**DOCUMENT EXCERPT:**
:::

An object that suddenly appears among other objects is given perceptual priority, even when it seems irrelevant and non-predictive of the task of searching for a particular shape. There has been considerable debate over whether attentional capture of this kind is a function of the control settings the viewer is using to perform the task (e.g., carefully monitoring a display for changes in luminance may make the viewer vulnerable to the onset of new objects) or whether there is truly task-independent attentional capture. Recent evidence favoring the task-independent position shows that capture occurs when a pre-existing object looms (grows in size) but not when it recedes (shrinks in size), suggesting that attentional capture may index the rapid visual evaluation of task-irrelevant behavioral threat (Franconeri & Simons, 2003).

:::

Rows listed in a dataset:
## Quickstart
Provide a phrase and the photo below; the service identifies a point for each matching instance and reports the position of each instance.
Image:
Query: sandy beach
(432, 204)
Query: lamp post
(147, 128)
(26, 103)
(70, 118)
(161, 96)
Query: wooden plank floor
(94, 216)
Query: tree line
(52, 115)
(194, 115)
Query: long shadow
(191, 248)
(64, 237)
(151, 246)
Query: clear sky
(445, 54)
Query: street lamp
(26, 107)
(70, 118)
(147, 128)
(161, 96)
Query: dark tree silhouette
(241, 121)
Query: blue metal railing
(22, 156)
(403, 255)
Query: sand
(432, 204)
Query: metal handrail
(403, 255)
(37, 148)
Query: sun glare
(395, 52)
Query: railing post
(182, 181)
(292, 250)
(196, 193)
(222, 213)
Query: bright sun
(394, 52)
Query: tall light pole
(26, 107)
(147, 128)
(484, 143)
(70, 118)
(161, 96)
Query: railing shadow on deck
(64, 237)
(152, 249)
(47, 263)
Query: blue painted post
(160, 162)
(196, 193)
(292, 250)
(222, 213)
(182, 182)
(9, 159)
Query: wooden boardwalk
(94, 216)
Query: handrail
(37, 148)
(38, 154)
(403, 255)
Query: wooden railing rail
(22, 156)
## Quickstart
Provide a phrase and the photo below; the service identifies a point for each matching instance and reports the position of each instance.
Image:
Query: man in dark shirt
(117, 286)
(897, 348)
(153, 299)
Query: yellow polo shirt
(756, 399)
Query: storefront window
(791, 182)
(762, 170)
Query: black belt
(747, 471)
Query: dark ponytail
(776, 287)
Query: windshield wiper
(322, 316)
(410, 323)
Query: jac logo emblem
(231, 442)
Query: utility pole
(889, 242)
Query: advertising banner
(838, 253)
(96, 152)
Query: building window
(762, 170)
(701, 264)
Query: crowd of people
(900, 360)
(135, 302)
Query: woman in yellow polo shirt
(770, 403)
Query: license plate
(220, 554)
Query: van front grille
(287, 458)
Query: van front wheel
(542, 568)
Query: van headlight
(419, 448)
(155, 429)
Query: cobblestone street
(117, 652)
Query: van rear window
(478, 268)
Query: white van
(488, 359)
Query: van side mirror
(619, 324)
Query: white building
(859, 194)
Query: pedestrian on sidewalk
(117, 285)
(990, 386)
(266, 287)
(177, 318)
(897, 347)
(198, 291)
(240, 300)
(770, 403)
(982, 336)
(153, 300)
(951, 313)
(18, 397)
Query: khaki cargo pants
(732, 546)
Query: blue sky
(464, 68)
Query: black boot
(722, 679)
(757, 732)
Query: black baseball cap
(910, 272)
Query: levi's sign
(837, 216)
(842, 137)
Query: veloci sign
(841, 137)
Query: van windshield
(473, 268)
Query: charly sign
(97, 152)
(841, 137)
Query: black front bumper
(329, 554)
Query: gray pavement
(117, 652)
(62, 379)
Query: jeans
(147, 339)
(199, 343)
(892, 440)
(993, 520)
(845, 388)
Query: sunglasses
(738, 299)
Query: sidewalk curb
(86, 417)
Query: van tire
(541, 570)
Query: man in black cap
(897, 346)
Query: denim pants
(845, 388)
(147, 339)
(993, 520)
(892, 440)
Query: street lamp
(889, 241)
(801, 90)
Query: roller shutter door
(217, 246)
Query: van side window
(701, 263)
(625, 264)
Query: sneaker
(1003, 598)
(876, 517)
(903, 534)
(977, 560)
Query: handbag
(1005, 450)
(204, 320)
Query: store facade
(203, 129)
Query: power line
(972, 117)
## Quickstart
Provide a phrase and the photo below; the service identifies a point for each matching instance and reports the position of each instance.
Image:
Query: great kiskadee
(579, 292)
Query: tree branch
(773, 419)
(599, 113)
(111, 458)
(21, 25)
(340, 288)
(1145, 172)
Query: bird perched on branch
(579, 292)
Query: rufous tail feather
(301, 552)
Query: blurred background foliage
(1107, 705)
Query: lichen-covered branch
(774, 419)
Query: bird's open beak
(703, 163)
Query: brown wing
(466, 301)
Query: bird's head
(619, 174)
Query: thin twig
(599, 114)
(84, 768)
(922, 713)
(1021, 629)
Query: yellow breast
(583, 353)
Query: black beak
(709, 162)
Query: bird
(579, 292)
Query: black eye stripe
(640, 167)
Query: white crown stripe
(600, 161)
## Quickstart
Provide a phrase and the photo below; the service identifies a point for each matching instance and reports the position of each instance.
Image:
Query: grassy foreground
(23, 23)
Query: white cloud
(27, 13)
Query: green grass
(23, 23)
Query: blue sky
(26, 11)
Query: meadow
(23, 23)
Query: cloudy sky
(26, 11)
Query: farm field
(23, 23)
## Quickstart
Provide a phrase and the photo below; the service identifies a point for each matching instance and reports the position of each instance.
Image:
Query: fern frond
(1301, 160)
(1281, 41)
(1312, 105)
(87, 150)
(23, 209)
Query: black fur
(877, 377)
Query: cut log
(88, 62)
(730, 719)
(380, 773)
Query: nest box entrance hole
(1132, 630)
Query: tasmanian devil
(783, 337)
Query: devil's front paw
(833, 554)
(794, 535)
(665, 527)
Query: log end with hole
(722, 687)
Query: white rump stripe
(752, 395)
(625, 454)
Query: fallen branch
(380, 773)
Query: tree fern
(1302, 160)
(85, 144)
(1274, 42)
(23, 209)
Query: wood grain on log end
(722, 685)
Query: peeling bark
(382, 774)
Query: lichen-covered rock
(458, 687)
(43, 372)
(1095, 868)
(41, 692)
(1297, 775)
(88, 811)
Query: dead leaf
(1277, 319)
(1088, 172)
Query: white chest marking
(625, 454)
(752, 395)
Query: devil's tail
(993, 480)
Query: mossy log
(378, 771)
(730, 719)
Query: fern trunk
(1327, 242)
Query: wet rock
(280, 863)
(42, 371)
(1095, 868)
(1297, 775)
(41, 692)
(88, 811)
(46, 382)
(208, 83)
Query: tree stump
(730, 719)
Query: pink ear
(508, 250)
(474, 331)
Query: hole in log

:::

**OBJECTIVES:**
- A) According to the attention passage, what do the findings on looming and receding objects suggest about attentional capture, and which position do they support? Answer in one to three sentences.
- B) In the rows, duplicate the part that opens with the line containing "Query: lichen-covered rock" and runs through the end of the rows.
The text and the rows are separate material with no connection to each other.

**TASK-BY-TASK RESULTS:**
- A) They support the view that attentional capture is truly task-independent. Capture happens when an existing object looms but not when it recedes, which suggests that capture may reflect the rapid visual evaluation of task-irrelevant behavioral threat.

- B)
Query: lichen-covered rock
(458, 687)
(43, 372)
(1095, 868)
(41, 692)
(1297, 775)
(88, 811)
Query: dead leaf
(1277, 319)
(1088, 172)
Query: white chest marking
(625, 454)
(752, 395)
Query: devil's tail
(993, 480)
Query: mossy log
(378, 771)
(730, 719)
Query: fern trunk
(1327, 242)
Query: wet rock
(280, 863)
(42, 371)
(1095, 868)
(1297, 775)
(41, 692)
(88, 811)
(46, 382)
(208, 83)
Query: tree stump
(730, 719)
Query: pink ear
(508, 250)
(474, 331)
Query: hole in log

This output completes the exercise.